-- Begin Records for this task --

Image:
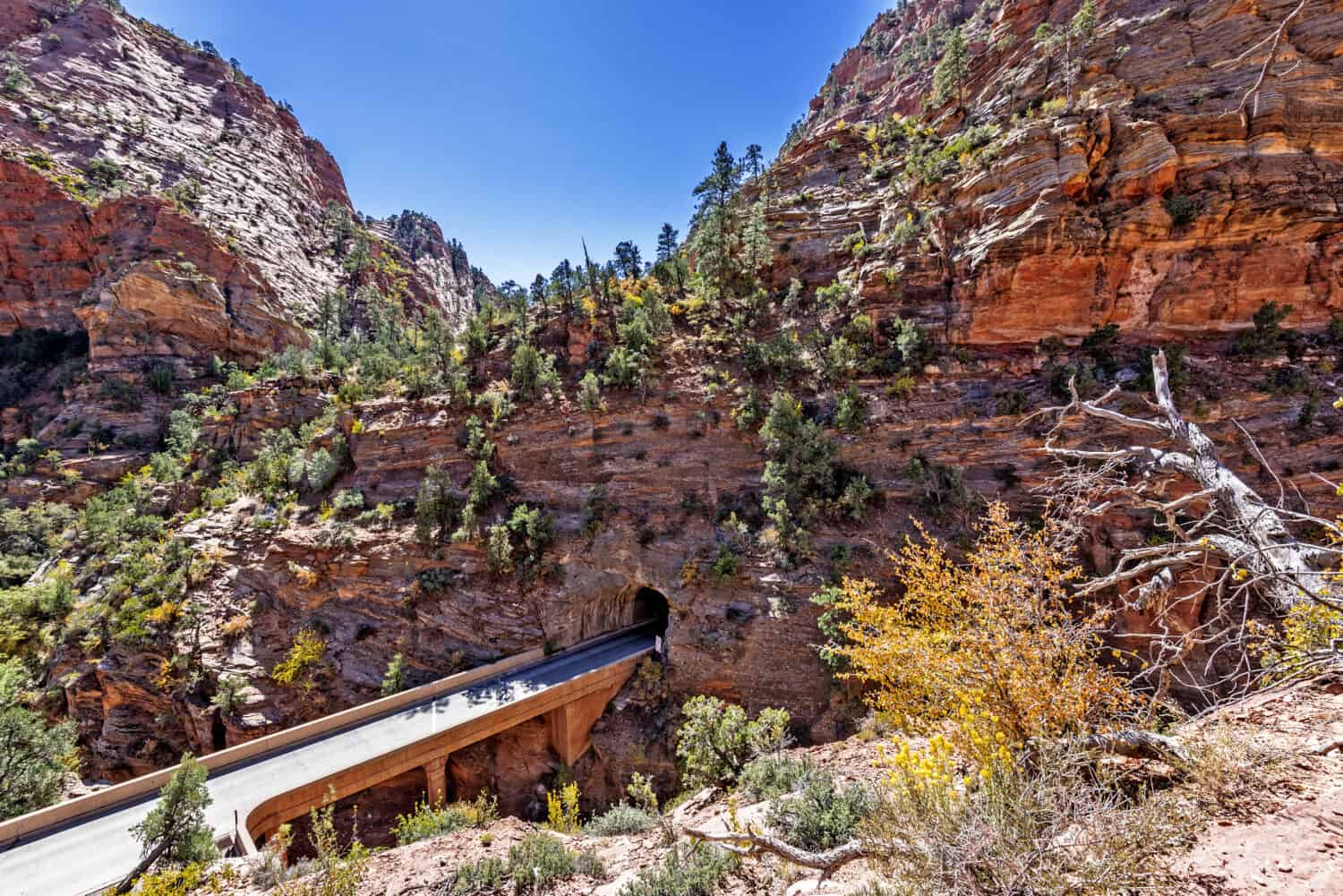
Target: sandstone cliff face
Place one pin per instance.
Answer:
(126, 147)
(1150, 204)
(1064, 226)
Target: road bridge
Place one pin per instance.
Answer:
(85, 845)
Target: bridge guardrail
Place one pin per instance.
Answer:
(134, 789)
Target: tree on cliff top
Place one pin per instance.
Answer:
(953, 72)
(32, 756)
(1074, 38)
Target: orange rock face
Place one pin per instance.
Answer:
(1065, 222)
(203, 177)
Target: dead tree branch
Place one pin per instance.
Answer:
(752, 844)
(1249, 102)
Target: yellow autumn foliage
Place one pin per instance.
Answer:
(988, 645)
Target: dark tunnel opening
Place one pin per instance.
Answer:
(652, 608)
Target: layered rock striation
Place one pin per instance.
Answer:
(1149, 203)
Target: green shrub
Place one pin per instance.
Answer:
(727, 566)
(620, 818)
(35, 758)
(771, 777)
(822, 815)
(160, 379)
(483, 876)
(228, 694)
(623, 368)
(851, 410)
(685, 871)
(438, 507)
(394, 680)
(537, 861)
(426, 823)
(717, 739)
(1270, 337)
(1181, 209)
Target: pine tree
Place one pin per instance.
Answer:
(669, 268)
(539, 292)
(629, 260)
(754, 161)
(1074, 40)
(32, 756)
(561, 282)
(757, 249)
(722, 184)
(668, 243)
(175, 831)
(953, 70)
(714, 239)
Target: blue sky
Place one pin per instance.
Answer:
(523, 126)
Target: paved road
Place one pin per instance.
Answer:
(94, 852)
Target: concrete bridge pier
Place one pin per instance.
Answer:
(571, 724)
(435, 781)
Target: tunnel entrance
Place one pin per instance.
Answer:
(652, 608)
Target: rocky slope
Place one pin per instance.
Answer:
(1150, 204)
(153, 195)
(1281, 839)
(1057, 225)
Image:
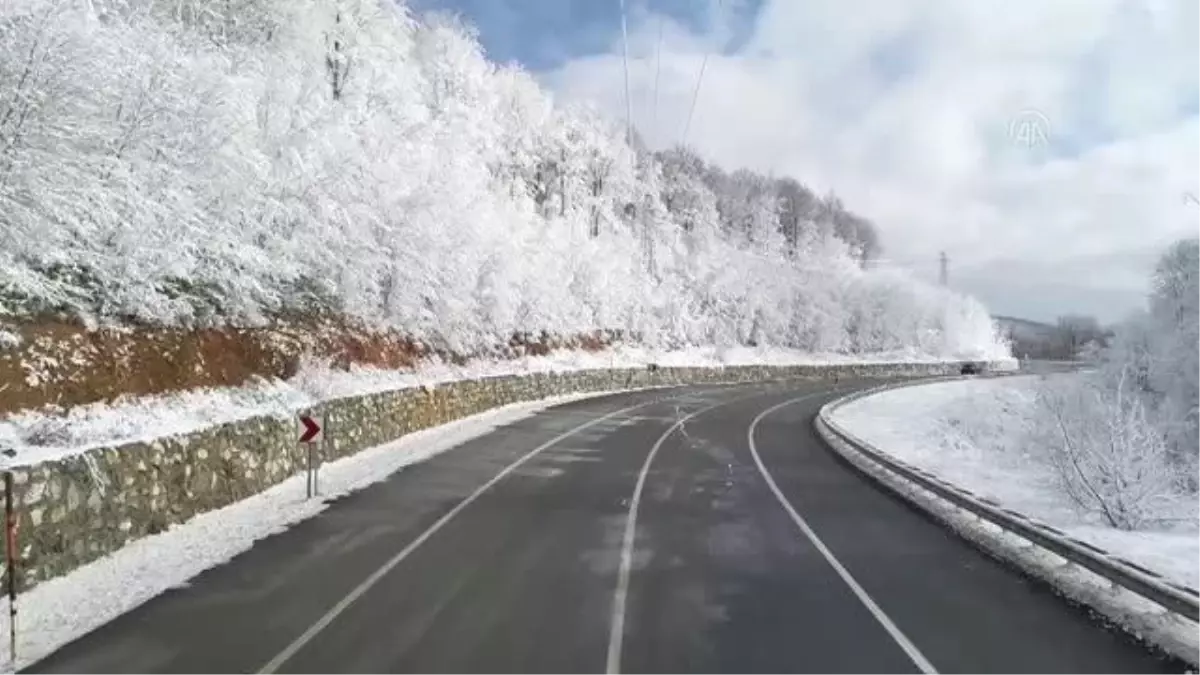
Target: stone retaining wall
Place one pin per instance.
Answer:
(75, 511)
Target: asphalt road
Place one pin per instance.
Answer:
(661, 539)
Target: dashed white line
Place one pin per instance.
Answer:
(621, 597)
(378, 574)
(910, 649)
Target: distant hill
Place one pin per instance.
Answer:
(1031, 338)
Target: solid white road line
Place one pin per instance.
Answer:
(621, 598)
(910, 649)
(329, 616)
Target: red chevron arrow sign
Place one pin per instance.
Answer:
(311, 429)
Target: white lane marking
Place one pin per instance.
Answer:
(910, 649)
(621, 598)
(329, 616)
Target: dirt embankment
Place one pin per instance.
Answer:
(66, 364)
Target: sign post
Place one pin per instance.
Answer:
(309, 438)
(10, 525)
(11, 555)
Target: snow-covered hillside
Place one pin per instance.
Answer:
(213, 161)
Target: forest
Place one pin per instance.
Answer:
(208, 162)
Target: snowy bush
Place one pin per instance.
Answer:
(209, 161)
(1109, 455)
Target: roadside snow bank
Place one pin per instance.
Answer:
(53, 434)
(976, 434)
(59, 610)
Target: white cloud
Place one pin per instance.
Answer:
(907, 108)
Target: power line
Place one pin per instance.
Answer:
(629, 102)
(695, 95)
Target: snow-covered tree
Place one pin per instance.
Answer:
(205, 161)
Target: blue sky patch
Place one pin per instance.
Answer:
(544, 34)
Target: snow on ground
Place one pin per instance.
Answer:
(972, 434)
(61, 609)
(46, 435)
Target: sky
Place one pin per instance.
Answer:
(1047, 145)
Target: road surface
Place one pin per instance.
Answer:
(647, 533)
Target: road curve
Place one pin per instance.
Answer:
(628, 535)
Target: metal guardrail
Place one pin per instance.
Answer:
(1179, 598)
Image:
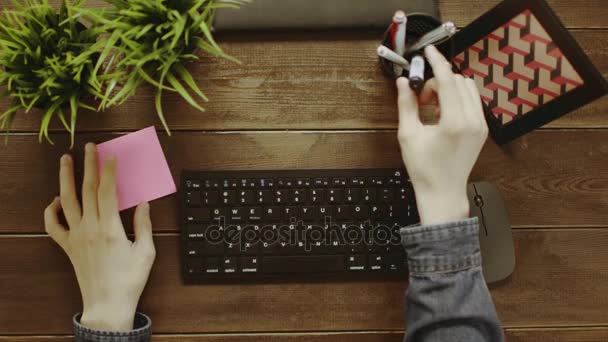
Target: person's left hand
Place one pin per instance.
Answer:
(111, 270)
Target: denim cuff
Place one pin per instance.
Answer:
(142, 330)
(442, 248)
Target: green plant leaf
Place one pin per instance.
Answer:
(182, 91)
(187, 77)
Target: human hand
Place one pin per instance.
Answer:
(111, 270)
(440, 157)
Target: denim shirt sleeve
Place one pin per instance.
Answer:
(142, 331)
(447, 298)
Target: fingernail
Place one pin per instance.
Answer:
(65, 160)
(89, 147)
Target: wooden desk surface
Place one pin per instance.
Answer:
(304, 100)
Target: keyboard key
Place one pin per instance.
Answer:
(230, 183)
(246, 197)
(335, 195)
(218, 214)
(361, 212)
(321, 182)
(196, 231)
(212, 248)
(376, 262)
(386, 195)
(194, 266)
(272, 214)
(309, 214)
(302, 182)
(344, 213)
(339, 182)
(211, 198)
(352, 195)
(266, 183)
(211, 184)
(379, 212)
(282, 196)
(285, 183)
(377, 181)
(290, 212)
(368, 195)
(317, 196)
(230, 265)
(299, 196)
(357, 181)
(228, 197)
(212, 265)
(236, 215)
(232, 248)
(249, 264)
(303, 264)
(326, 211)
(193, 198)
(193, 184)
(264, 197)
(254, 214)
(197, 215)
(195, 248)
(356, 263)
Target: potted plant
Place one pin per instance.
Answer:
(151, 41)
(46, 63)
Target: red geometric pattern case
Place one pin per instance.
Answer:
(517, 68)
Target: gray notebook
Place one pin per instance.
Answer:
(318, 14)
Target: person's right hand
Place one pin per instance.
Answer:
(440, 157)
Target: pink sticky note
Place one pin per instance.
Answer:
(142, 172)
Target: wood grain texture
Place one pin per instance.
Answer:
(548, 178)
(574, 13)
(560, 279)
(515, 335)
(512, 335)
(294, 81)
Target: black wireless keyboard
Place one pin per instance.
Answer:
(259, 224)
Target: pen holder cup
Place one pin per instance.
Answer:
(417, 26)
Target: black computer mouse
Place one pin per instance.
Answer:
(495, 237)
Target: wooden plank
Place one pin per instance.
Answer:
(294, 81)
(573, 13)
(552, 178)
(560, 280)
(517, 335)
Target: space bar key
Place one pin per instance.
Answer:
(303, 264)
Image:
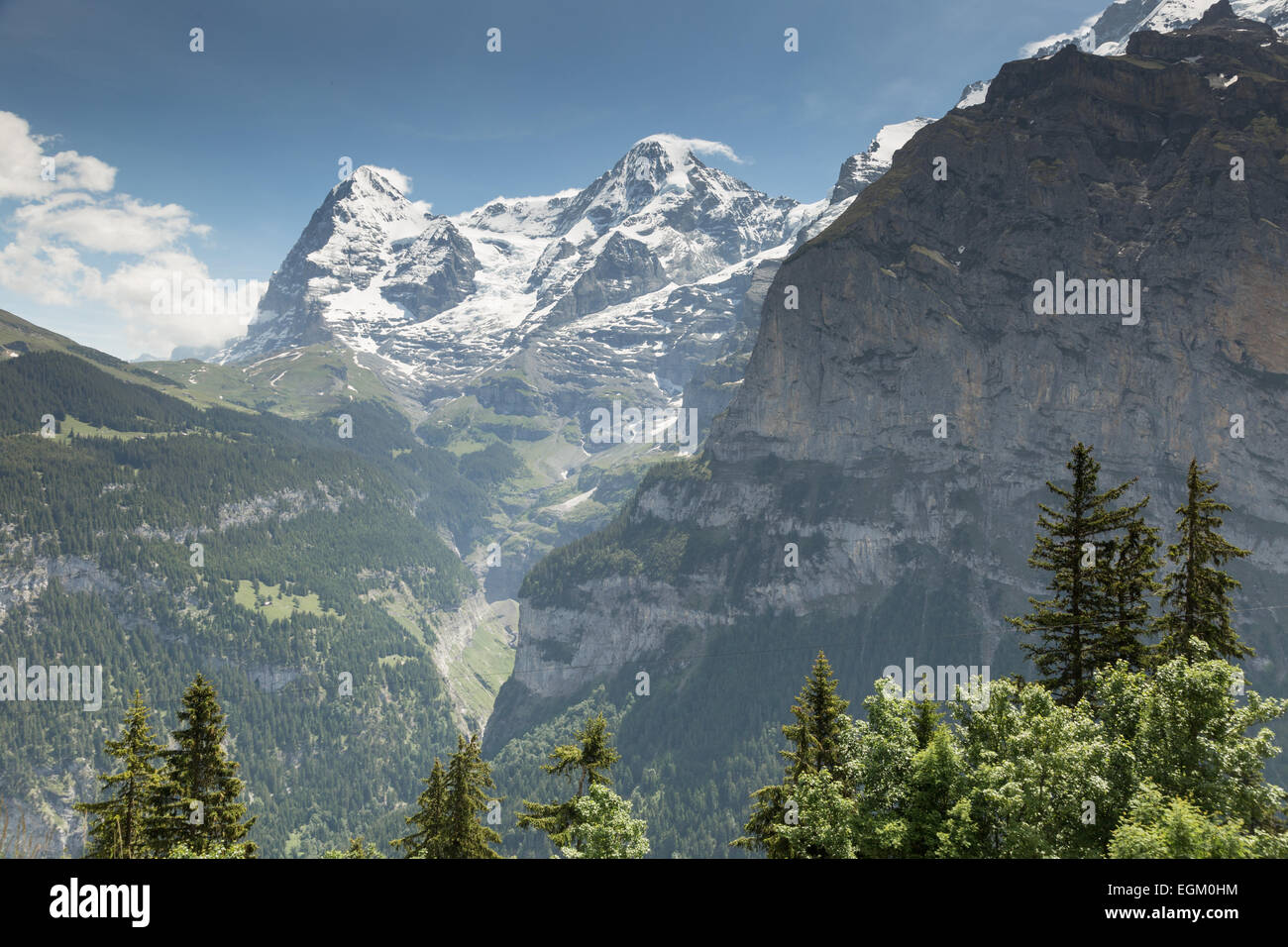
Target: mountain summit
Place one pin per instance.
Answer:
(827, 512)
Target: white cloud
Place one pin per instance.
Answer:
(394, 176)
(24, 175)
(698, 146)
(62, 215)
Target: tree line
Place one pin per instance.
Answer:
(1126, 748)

-- End Records for this task --

**What this task involves:**
Could you reproduce all of the records above word for word, leaving the pictures out?

**The output:**
Image:
Target: sandstone cliff face
Place one pin per instance.
Answer:
(126, 147)
(1150, 204)
(1064, 226)
Target: road bridge
Place one pin per instance.
Answer:
(85, 845)
Target: bridge guardrail
Place one pin per instance.
Answer:
(134, 789)
Target: tree on cliff top
Place one pin per instance.
Answer:
(953, 72)
(32, 756)
(1074, 38)
Target: orange rock face
Place one pin per instance.
Answer:
(1065, 222)
(203, 177)
Target: dead tree branch
Place one pin per instance.
Answer:
(752, 844)
(1249, 102)
Target: yellow autumn foliage
Place one pin per instance.
Answer:
(988, 645)
Target: dark tunnel opening
Place one pin per instance.
Answer:
(652, 608)
Target: layered rock striation
Place one pin per instance.
Answer:
(1149, 203)
Target: green shrub
Place one pin per instance.
Answer:
(727, 566)
(620, 818)
(35, 758)
(771, 777)
(822, 815)
(160, 379)
(483, 876)
(228, 694)
(623, 368)
(851, 410)
(685, 871)
(438, 507)
(394, 680)
(537, 861)
(426, 823)
(717, 739)
(1270, 337)
(1181, 209)
Target: pine tree
Place one pin per instance.
Answer:
(669, 268)
(539, 292)
(629, 260)
(754, 161)
(1074, 40)
(32, 756)
(561, 282)
(757, 249)
(722, 184)
(668, 243)
(175, 831)
(953, 70)
(714, 239)
Target: blue sky
Place one pin per instance.
Answer:
(523, 126)
Target: paved road
Place one pin per instance.
Answer:
(94, 852)
Target: concrete bridge pier
Place one pin per instance.
Answer:
(571, 724)
(435, 781)
Target: tunnel entrance
Place one pin per instance.
Answer:
(652, 608)
Target: rocky slope
Place one pin per instance.
Answer:
(1150, 204)
(153, 195)
(1281, 839)
(1057, 225)
Image:
Target: stone retaining wall
Place one pin per instance.
Answer:
(75, 511)
Target: asphalt road
Place one pin per instance.
Answer:
(661, 539)
Target: dashed white line
Place one pin per instance.
Answer:
(621, 597)
(378, 574)
(910, 649)
Target: distant hill
Place one pin per instance.
Answer:
(1031, 338)
Target: solid white road line
Place one pin per instance.
Answer:
(621, 598)
(910, 649)
(329, 616)
Target: red chevron arrow sign
Place one pin per instance.
Answer:
(311, 429)
Target: white lane marking
Place one pin per instance.
Answer:
(910, 649)
(621, 598)
(329, 616)
Target: dirt embankment
Place one pin per instance.
Answer:
(66, 364)
Target: sign post
Place one pin per instance.
Answer:
(309, 438)
(10, 525)
(11, 555)
Target: snow-covered hillside
Place one pin per instance.
Answer:
(213, 161)
Target: forest
Place one pin per instance.
Answer:
(208, 162)
Target: snowy bush
Place one pin per instance.
Answer:
(209, 161)
(1109, 455)
Target: roadside snow bank
Place one pin per instance.
Answer:
(53, 434)
(976, 434)
(59, 610)
Target: white cloud
Place one pin per instance.
Answer:
(907, 108)
Target: power line
Place one pin per instance.
Answer:
(629, 102)
(695, 95)
Target: snow-covered tree
Place one pin per instance.
Answer:
(205, 161)
Target: blue sky patch
Place one pin per instance.
Answer:
(544, 34)
Target: snow on ground
Place one pin per instance.
Answer:
(972, 434)
(61, 609)
(46, 435)
Target: sky
Place one pin per instance.
Answer:
(1047, 145)
Target: road surface
Place one pin per instance.
Answer:
(647, 533)
Target: road curve
Place one pin per instance.
Answer:
(628, 535)
Target: metal guardrail
Place one pin per instance.
Answer:
(1179, 598)
Image:
Target: person's left hand
Place one pin per instance.
Answer:
(111, 270)
Target: denim cuff
Place one pin per instance.
Answer:
(142, 330)
(442, 248)
Target: green plant leaf
Place one pin per instance.
Answer:
(182, 91)
(187, 77)
Target: human hand
Place one pin per instance.
Answer:
(111, 270)
(440, 157)
Target: denim shirt sleeve
Place one pin per instance.
Answer:
(142, 331)
(447, 298)
Target: fingernail
Place one pin per instance.
Answer:
(65, 160)
(89, 147)
Target: wooden desk surface
Place one pin per instance.
Answer:
(304, 100)
Target: keyboard key
Place one pin per instance.
Answer:
(230, 183)
(246, 197)
(335, 195)
(218, 214)
(361, 212)
(321, 182)
(196, 231)
(212, 248)
(376, 262)
(386, 195)
(194, 266)
(272, 214)
(309, 214)
(302, 182)
(344, 213)
(339, 182)
(211, 198)
(352, 195)
(266, 183)
(211, 184)
(379, 212)
(282, 196)
(285, 183)
(377, 181)
(290, 212)
(368, 195)
(317, 196)
(230, 265)
(299, 196)
(357, 181)
(228, 197)
(212, 265)
(236, 215)
(232, 248)
(249, 264)
(303, 264)
(326, 211)
(193, 198)
(193, 184)
(264, 197)
(254, 214)
(197, 215)
(195, 248)
(356, 263)
Target: potted plant
Place one pin per instance.
Answer:
(151, 41)
(46, 63)
Target: red geometric pattern case
Place one pin per instance.
Answer:
(517, 68)
Target: gray notebook
Place one pin per instance.
Answer:
(318, 14)
Target: person's right hand
Place one pin per instance.
Answer:
(440, 157)
Target: pink sticky note
Place one pin per instance.
Answer:
(142, 172)
Target: wood grain texture
Place one pin per instance.
Answer:
(548, 178)
(574, 13)
(560, 279)
(515, 335)
(512, 335)
(294, 81)
Target: black wireless keyboard
Place one pin per instance.
Answer:
(259, 224)
Target: pen holder cup
Place one pin per instance.
Answer:
(417, 26)
Target: black computer mouse
Place one pin per instance.
Answer:
(495, 237)
Target: wooden plank
Place one pin per instance.
Answer:
(294, 81)
(573, 13)
(552, 178)
(560, 280)
(517, 335)
Target: space bar key
Place one pin per instance.
Answer:
(303, 264)
Image:
Target: mountain summit
Place one pin per instance.
Answer:
(827, 512)
Target: white cloud
Place one pin per instance.
Answer:
(394, 176)
(24, 175)
(698, 146)
(62, 215)
Target: tree line
Place one pin per instance.
Answer:
(1126, 748)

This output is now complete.